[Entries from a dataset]
+ + + + + + +
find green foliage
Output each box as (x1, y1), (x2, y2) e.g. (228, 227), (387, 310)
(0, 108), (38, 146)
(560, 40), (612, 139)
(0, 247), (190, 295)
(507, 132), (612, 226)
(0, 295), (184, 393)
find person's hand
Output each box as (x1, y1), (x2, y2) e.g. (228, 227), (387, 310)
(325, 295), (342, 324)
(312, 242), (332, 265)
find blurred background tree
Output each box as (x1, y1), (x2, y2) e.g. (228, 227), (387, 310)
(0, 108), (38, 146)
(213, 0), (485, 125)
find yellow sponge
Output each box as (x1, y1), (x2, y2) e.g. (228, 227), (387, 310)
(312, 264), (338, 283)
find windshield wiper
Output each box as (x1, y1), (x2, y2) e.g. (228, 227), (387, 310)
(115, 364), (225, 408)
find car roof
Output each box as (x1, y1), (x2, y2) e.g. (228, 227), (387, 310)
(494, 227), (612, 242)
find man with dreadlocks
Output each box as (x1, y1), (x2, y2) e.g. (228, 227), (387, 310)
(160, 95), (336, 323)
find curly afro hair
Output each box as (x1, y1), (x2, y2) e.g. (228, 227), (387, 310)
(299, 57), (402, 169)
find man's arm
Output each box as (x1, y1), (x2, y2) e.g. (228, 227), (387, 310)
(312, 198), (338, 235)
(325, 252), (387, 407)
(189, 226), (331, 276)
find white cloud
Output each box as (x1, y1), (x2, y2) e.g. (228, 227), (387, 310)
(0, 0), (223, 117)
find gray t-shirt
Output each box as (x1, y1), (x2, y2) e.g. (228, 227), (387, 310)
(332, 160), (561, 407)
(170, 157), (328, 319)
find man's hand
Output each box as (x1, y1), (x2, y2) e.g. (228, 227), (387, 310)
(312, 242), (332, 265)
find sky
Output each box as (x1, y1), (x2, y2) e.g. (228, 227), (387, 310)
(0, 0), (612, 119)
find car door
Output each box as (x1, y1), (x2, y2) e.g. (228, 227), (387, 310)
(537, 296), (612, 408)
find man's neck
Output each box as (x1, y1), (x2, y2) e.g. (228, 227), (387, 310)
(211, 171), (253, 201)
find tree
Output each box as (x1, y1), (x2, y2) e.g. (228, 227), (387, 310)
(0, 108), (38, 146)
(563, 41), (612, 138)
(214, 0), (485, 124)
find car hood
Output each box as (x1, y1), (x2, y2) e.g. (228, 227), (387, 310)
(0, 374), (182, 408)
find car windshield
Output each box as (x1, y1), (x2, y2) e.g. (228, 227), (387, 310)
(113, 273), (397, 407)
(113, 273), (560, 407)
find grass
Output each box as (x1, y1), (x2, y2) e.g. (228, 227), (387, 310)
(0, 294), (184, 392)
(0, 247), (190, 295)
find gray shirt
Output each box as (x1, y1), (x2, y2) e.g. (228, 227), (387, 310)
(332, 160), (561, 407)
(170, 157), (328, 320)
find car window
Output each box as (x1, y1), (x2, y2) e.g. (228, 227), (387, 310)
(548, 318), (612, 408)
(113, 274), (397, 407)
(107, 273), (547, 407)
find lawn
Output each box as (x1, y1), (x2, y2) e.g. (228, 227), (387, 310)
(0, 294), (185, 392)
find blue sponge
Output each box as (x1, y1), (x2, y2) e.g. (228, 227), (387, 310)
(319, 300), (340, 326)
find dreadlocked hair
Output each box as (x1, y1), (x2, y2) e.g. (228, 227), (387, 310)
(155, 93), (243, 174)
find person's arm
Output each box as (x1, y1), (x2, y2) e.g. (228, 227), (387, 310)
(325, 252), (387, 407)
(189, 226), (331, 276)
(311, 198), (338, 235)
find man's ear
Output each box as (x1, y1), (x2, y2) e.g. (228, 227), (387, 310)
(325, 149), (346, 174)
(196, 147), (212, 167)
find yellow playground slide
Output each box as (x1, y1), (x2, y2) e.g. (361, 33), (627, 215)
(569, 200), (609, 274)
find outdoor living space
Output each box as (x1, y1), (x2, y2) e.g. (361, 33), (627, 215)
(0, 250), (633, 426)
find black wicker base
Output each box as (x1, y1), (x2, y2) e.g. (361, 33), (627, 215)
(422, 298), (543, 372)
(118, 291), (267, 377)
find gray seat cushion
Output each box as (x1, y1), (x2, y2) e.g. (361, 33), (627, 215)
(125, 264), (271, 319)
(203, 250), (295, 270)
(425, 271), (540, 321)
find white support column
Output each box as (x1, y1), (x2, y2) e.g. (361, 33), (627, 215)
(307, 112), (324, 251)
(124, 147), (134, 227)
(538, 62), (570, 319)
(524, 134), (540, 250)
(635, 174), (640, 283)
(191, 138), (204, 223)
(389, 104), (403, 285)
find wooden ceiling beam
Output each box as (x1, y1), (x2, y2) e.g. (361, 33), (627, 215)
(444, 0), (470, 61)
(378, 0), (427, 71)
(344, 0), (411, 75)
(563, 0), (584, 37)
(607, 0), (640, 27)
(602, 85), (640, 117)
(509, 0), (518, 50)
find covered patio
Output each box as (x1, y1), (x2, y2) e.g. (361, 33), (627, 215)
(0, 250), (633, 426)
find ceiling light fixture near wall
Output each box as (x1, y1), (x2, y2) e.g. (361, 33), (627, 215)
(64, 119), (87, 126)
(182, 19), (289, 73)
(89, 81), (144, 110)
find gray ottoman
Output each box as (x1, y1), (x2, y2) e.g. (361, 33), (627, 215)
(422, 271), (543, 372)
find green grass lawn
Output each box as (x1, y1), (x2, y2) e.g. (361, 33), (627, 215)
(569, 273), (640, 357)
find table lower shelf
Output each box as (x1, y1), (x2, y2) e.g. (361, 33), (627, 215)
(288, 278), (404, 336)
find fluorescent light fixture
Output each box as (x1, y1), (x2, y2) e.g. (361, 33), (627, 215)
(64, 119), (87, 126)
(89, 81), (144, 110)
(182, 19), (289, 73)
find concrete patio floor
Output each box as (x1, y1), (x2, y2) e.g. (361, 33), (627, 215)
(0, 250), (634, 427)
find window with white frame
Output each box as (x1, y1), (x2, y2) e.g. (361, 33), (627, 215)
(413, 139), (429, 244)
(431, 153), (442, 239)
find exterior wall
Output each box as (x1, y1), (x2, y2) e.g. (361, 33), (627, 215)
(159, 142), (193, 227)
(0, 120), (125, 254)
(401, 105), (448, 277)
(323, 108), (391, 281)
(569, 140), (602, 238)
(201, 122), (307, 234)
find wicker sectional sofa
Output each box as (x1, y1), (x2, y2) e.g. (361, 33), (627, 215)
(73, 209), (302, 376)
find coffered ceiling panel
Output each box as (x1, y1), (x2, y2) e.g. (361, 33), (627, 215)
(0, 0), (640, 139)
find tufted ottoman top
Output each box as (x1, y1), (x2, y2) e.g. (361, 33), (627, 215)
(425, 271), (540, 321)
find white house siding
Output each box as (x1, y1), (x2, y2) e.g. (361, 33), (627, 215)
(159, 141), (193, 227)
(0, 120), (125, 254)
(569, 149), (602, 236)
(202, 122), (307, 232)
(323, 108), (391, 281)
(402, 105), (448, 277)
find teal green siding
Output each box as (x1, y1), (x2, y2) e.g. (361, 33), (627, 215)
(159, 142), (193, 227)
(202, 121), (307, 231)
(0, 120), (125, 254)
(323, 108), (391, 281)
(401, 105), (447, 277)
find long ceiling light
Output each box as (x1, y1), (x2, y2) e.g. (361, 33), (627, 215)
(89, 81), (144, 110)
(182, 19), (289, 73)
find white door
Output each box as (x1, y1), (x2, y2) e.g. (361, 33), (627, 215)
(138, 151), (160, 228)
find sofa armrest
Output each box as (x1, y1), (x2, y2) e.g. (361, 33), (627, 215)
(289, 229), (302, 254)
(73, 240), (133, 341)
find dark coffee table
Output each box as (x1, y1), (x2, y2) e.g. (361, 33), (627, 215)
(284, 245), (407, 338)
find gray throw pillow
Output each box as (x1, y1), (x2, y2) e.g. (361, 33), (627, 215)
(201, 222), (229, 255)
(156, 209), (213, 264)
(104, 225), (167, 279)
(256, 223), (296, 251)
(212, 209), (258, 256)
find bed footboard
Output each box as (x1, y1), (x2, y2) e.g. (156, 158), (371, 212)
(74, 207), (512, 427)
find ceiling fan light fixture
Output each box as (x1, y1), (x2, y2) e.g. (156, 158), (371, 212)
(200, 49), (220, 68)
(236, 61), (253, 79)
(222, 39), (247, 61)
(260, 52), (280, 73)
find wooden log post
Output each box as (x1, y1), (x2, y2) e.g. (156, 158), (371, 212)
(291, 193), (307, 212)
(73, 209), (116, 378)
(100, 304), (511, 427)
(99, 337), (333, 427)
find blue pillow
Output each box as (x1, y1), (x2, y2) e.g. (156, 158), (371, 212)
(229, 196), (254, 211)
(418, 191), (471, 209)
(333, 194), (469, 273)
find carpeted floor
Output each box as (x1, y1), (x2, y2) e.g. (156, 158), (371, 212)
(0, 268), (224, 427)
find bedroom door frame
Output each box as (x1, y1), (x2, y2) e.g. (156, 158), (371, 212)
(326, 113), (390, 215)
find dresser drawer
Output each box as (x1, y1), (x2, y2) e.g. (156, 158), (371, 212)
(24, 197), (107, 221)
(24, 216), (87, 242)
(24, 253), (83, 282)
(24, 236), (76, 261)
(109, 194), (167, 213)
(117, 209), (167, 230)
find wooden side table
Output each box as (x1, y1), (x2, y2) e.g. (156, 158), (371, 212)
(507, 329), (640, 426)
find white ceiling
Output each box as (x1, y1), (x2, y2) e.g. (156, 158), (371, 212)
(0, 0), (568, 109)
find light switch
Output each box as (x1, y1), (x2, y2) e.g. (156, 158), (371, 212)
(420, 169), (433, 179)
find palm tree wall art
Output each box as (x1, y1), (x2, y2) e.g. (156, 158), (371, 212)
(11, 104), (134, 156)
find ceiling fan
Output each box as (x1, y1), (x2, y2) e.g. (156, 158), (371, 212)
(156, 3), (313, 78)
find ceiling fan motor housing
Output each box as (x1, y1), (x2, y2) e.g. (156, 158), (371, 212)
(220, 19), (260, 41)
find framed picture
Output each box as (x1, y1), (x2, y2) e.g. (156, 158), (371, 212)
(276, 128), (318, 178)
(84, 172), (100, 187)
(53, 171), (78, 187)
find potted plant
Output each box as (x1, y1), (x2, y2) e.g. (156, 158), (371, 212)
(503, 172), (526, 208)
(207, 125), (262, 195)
+ + + + + + +
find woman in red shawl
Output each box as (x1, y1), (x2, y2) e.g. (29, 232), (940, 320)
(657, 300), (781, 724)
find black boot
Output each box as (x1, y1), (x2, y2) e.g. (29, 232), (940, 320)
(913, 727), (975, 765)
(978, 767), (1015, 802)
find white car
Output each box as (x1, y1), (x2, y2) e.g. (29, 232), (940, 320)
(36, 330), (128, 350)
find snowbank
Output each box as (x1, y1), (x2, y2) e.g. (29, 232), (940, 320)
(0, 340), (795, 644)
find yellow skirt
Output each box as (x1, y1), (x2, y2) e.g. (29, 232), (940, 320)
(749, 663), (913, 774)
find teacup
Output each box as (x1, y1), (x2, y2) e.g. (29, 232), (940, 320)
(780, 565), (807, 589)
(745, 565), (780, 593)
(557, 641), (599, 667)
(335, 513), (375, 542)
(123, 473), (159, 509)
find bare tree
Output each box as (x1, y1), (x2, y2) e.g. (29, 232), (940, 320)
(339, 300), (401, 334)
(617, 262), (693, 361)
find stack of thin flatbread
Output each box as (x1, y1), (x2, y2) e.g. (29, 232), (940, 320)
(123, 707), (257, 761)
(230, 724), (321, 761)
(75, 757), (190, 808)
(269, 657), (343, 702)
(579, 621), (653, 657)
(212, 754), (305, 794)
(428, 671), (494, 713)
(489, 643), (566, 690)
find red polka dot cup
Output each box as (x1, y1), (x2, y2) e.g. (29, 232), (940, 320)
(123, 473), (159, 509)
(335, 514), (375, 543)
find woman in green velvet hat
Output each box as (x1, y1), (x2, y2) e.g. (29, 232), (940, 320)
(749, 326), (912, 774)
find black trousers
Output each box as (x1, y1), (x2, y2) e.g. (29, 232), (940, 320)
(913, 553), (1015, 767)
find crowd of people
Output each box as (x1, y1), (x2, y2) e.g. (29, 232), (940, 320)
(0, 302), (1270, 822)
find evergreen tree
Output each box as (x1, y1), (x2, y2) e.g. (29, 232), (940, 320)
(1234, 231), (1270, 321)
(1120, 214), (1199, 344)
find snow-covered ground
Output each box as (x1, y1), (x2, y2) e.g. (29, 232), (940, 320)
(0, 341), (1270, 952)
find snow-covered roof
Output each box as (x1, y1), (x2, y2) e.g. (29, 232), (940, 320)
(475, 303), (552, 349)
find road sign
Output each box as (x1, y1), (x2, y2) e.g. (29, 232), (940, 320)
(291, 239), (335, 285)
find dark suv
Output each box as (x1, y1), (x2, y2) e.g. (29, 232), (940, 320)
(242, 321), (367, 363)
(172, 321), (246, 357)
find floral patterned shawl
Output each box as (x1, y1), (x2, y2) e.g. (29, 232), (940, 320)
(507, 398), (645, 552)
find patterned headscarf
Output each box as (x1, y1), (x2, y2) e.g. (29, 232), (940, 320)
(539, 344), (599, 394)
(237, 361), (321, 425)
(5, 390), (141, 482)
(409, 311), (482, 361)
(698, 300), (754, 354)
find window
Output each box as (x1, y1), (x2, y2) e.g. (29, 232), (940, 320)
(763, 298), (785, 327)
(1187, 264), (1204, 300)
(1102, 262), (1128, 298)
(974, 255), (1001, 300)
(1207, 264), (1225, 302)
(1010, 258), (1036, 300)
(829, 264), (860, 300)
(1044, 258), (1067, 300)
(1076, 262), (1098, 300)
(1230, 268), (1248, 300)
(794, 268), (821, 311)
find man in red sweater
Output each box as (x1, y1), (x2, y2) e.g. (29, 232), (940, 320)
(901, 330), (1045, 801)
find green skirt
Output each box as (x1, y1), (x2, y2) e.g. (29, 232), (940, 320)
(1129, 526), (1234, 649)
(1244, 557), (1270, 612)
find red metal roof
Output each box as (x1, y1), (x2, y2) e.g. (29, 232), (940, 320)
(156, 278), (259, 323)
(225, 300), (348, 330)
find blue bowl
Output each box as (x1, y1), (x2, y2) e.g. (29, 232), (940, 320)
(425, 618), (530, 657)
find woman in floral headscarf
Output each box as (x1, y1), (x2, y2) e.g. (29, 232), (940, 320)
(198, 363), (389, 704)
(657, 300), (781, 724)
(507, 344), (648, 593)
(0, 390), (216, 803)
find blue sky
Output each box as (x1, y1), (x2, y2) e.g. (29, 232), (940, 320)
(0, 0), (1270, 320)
+ + + + + + +
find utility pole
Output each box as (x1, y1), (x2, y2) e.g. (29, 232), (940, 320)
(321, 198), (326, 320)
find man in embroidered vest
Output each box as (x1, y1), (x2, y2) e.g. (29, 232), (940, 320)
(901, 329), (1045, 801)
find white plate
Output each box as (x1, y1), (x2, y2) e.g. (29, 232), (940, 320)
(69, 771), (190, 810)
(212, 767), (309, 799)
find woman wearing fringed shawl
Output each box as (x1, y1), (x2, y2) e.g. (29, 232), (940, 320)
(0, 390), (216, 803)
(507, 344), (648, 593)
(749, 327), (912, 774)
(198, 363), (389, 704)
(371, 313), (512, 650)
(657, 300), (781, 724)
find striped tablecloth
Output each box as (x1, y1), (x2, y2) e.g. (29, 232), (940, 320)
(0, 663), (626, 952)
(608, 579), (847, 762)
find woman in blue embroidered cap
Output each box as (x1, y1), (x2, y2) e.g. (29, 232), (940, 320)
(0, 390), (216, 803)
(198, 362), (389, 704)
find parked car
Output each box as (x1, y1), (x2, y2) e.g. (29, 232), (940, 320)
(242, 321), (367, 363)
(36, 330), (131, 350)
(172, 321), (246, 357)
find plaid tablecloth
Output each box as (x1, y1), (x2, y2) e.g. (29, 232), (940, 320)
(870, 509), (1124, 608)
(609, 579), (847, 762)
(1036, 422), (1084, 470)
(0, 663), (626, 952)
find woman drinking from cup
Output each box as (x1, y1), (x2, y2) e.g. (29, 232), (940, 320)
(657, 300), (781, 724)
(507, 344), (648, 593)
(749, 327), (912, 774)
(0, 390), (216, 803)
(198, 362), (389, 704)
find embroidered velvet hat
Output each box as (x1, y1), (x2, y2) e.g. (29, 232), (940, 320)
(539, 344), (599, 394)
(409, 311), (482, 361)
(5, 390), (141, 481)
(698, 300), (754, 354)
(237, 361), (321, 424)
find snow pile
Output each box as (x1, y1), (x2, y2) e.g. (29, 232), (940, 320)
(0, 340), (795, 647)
+ + + + + + +
• **What you are asked to do**: Could you revise the data beginning at the line that has "find green foliage" and stopping after the line that has "(170, 157), (328, 319)", replacing "windshield wiper" with "wiper blade" and keeping every other part unchanged?

• **Solution to the exercise**:
find green foliage
Output each box as (x1, y1), (x2, y2) e.g. (228, 227), (387, 310)
(0, 108), (38, 146)
(560, 40), (612, 139)
(0, 247), (190, 295)
(507, 132), (612, 226)
(0, 295), (184, 393)
find person's hand
Output each box as (x1, y1), (x2, y2) e.g. (228, 227), (387, 310)
(325, 295), (342, 324)
(312, 242), (332, 265)
find blurred background tree
Output each box as (x1, y1), (x2, y2) e.g. (228, 227), (387, 310)
(0, 108), (38, 146)
(213, 0), (485, 125)
find yellow sponge
Output each box as (x1, y1), (x2, y2) e.g. (228, 227), (387, 310)
(312, 264), (338, 283)
find wiper blade
Output each box as (x1, y1), (x2, y2) e.g. (228, 227), (387, 310)
(115, 364), (225, 408)
find car roof
Output each box as (x1, y1), (x2, y2) e.g. (228, 227), (387, 310)
(494, 227), (612, 242)
find man with dreadlocks
Output each box as (x1, y1), (x2, y2) e.g. (228, 227), (387, 310)
(160, 95), (336, 323)
find curly afro hair
Output each box as (x1, y1), (x2, y2) e.g. (228, 227), (387, 310)
(299, 57), (402, 169)
find man's arm
Output each box as (x1, y1), (x2, y2) e.g. (228, 227), (387, 310)
(312, 198), (338, 235)
(325, 252), (387, 407)
(189, 226), (331, 276)
find white cloud
Output each box as (x1, y1), (x2, y2) e.g. (228, 227), (387, 310)
(0, 0), (223, 117)
find gray t-shirt
Output each box as (x1, y1), (x2, y2) e.g. (228, 227), (387, 310)
(332, 160), (561, 407)
(170, 157), (328, 319)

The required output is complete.